┌─ 文章节选
小汤山医院隔离区手记:有一种力量叫平静
新华社
新华网北京5月9日电(记者 孙彦新 袁理 人民日报记者 翟启运) 怎么也没有想到,备受外界关注的小汤山“非典”收治定点医院里的世界竟如此平静。
一次性无菌帽,防护眼罩,厚厚的防护服,以及几乎遮盖了整个面庞的口罩……走进这所全国最大的“非典”医院的隔离区,我们仿佛走进了一个白色的宁静世界。安静的走廊,轻快的脚步,熟练的护理,一切都在有序地运转,只有那一处处鲜明的防护标志提醒我们正置身于“非典”的特殊环境。
医护人员一路小跑着,不断从我们身边穿梭而过。防护服层层包裹之下,只能看到他们的眼睛。从这一双双眼睛中,我们所读出的既不是预料中的紧张,也不是想象中的坚强,而只是平静——仿佛他们早已习惯了这里的一切,而不是几天前才从四面八方赶来;仿佛他们面对的只是一般的感冒患者,而不是目前尚不清楚其传播途径和有效治疗方法的急性传染病。
仅仅10天前,张雁灵大校还在国防大学进修,一纸命令,把这位白求恩军医学院院长推到了举世瞩目的抗击“非典”主战场。与此同时,1200名来自全军各大单位的医护人员也从全国各地抵达小汤山。
“一开始,我们也很紧张。”呼吸一科主任郭晓钟告诉记者,刚来时,有些人紧张得睡不着觉。但是,5月1日深夜,当他们接收了第一名转入医院的患者后,大家突然平静了下来。
护士小李从接诊大厅通过专用通道将患者导引到1号病床,临床医生马上对患者进行检查,记录下首次病程,针对性治疗也随之展开。一切就这样有条不紊地开始了。
以后的几天,随着524名患者相继转入,医护人员们越来越忙。但是,我们见到的医护人员们都说,病人越来越多,工作量越来越大,他们反而没有了先前的紧张劲儿。
“这就是医生的职业性格,心里再紧张,一看到病人,我们就平静了。”郭晓钟说。
└─
┌─ 资料记录
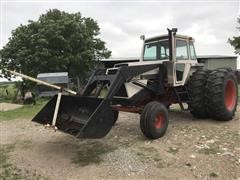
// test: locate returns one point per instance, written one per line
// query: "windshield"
(156, 51)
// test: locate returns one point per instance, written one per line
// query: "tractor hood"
(140, 63)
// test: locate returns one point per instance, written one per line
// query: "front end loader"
(168, 73)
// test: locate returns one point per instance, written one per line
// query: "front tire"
(222, 94)
(154, 120)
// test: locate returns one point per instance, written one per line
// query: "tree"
(57, 41)
(235, 41)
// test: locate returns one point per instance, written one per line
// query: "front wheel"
(154, 120)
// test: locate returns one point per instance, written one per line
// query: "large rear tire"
(196, 88)
(154, 120)
(221, 94)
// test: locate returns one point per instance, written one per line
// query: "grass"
(7, 92)
(7, 170)
(91, 153)
(27, 111)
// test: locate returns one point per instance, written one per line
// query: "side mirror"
(142, 37)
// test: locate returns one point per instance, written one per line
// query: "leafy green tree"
(57, 41)
(235, 41)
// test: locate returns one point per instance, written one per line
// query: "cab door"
(182, 61)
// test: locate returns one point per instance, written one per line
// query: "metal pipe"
(41, 82)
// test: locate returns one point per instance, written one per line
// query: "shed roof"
(56, 74)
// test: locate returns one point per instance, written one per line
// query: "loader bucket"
(83, 117)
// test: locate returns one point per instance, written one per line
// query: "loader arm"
(85, 116)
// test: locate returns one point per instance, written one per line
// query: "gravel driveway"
(191, 149)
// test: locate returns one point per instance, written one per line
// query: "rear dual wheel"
(154, 120)
(221, 94)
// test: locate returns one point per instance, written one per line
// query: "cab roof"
(165, 36)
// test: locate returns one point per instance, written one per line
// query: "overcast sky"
(121, 23)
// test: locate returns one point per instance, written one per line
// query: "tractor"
(168, 73)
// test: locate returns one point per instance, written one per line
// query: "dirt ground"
(191, 149)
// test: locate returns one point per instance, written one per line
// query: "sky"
(122, 22)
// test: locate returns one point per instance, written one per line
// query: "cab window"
(181, 50)
(150, 52)
(156, 51)
(192, 51)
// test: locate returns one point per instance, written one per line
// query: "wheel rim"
(159, 121)
(230, 95)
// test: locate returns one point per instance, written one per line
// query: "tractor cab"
(177, 52)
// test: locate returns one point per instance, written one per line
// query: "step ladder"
(182, 95)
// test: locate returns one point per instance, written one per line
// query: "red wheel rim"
(159, 121)
(230, 95)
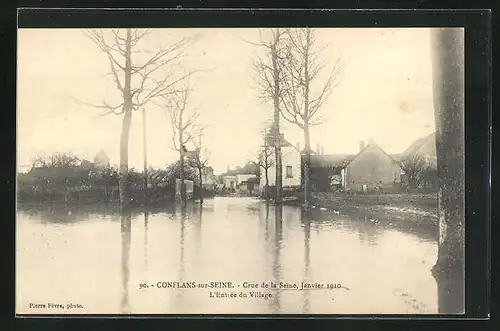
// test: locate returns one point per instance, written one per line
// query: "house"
(249, 186)
(229, 182)
(101, 160)
(423, 149)
(371, 169)
(208, 178)
(243, 178)
(290, 165)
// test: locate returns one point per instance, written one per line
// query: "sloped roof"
(342, 160)
(331, 160)
(425, 146)
(283, 142)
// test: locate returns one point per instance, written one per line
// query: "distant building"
(244, 178)
(291, 174)
(229, 182)
(101, 160)
(424, 148)
(372, 169)
(189, 188)
(208, 178)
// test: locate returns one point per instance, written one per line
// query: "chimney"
(361, 145)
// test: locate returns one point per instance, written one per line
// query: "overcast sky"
(384, 94)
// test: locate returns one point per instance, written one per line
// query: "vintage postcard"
(240, 171)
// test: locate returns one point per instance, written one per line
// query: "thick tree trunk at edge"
(448, 67)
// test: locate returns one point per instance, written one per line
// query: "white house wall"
(290, 157)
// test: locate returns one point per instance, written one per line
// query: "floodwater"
(97, 261)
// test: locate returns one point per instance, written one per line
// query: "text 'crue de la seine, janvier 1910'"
(224, 288)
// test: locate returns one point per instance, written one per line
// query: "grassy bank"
(411, 208)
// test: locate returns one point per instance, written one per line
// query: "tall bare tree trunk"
(201, 184)
(125, 241)
(145, 157)
(448, 67)
(266, 169)
(307, 169)
(307, 138)
(127, 120)
(277, 134)
(181, 155)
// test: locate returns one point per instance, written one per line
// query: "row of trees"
(142, 78)
(293, 77)
(65, 176)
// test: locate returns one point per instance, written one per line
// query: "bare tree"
(265, 159)
(448, 65)
(268, 79)
(198, 159)
(183, 127)
(415, 168)
(303, 95)
(137, 84)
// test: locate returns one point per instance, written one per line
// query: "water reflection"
(146, 219)
(254, 242)
(126, 236)
(307, 259)
(277, 268)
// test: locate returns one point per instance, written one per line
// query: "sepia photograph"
(298, 170)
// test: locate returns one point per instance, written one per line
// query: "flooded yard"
(98, 261)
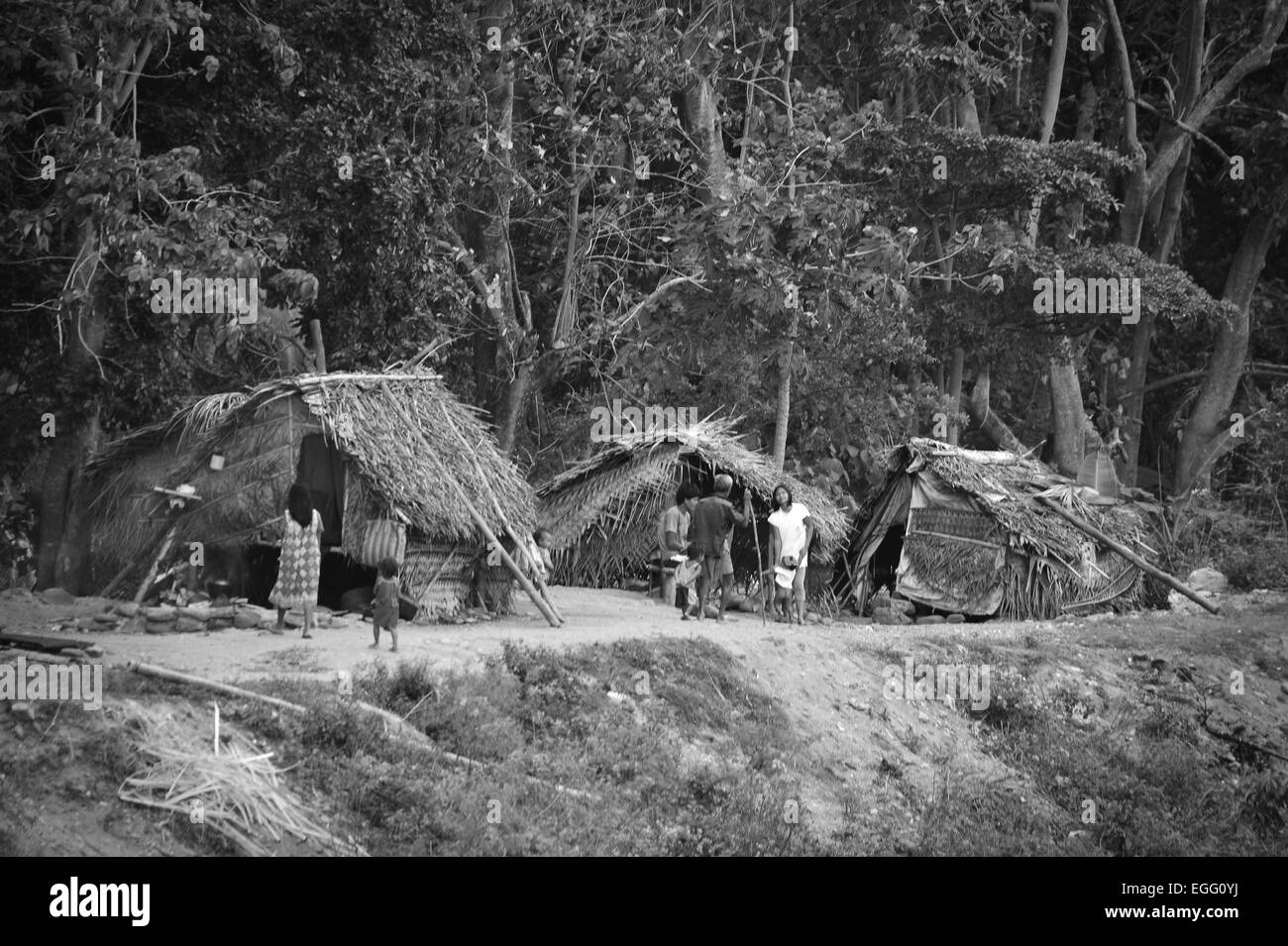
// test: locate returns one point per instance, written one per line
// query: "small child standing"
(385, 602)
(785, 575)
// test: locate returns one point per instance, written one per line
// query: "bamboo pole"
(760, 573)
(475, 514)
(395, 726)
(500, 512)
(1128, 555)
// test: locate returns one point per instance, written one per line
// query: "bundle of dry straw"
(222, 783)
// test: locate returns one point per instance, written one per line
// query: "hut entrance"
(321, 470)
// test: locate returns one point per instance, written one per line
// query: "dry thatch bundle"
(258, 434)
(603, 512)
(220, 782)
(977, 540)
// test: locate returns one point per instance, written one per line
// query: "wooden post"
(318, 348)
(156, 564)
(500, 512)
(475, 514)
(1128, 555)
(760, 575)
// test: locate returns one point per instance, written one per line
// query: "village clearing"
(1102, 735)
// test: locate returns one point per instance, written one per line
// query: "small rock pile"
(1209, 583)
(893, 610)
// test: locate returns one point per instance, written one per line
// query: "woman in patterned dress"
(301, 559)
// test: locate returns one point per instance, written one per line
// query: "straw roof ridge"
(603, 490)
(1005, 484)
(355, 415)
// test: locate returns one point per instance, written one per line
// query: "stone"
(1209, 579)
(1180, 602)
(56, 596)
(356, 598)
(884, 615)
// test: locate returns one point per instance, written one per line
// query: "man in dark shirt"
(709, 528)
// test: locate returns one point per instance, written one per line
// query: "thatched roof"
(1004, 485)
(609, 503)
(259, 431)
(1050, 567)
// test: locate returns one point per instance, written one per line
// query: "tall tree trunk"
(954, 392)
(1207, 431)
(977, 405)
(1131, 219)
(1067, 413)
(490, 239)
(785, 362)
(1051, 93)
(63, 545)
(64, 537)
(1189, 46)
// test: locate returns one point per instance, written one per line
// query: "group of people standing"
└─
练习任务 —
1. 列出小汤山医院手记中以“一次性无菌帽”开头的那句话提到的全部防护用品。
2. 请从小汤山医院隔离区手记的最后一句之后接着往下写。
这些数据记录是另一份独立的材料,与文章节选无关。

参考答案 —
1. 一次性无菌帽、防护眼罩、防护服、口罩

2.
然而,平静的背后,这些军队医务工作者们付出多大的努力?采访来自济南军区总医院的刘学芹是在限制区的栏杆边进行的。这是这位护士长难得的空隙——她正在等待领取一批一次性无菌帽。为了减少限制区和隔离区的人数,在这里,医护人员除了本职工作外,送饭、领取隔离衣物、消毒剂和其他物资的工作也要她们兼担起来。
刘学芹所在的8区已收治了37名患者。她和另外19名护士负责护理。4人一组,昼夜轮班,每6小时一个班次。
“因为隔离需要,我们不能喝水也不能上厕所。一穿上不透气的隔离服,浑身就不停地出汗。等头两个小时把汗出干了,里面的衣服早已湿透,可外面又是不透气的防护服,所以,6个小时中,里面的衣服一直是湿的。”刘学芹还告诉记者,“非典”患者平均每人每天得输七八瓶液,加上有些病人已经较长时间卧床,身体虚弱,翻身都要医护人员帮助,一个班次下来,不少人都有要虚脱的感觉。
在采访刘学芹的几分钟里,记者见到一位晕倒的护士被武警战士背往宿舍。刘学芹说,她已经见到好几个人晕倒了。
记者发现,有些患者的输液需要严格观察,医护人员就守在他们身旁做记录;接受激素治疗的患者病房需要多次消毒,不少护士的双手被消毒液泡得脱了皮;有两个病房卫生间冲水马桶坏了,护士石洁就从外面提来几桶干净的水冲洗……作为医护人员,她们清楚自己面临的危险,但当她们做这些事的时候,似乎根本不需要考虑。
“这算什么!我们是军人,要碰上真的战争,我们还要到战场上救人呢。地方的医生护士都做得那么好,我们还有什么好说的。”呼吸一科护士长陈红认为,医护人员的平静和从容,有利于帮助患者树立信心。
护士长陈红、陈朝辉告诉记者,医护人员最大的担心不是艰苦和危险,而是怕患者不配合。“现在看来,患者们都非常好,很配合,一个个状态都趋于稳定康复,这令我们感到很有信心。”
“我们能看懂他们的眼神,他们需要我们的治疗,也需要与我们交流,需要我们的心理支持。”郭晓钟医生介绍说,在呼吸一科接收的患者中,有一对夫妻和一对父子,刚开始并没有被分到同一间病房里,他得知后,马上反映到医院有关部门,及时为他们调整了房间。
“这有利于他们在治疗上相互鼓励和照顾。”郭晓钟说。
这位让患者家庭在病房中团聚的郭晓钟,是一位毕业于瑞士伯尔尼大学的医学博士,一位享受政府特殊津贴、兼任多个大学教授、博士生导师的主任医师。医院领导告诉记者,郭晓钟是主动放弃赴德国参加一项国际合作研究的机会,把重病的岳父和即将中考的女儿交给妻子后,作为沈阳军区支援北京抗击“非典”医疗队队长、总支书记来到小汤山的。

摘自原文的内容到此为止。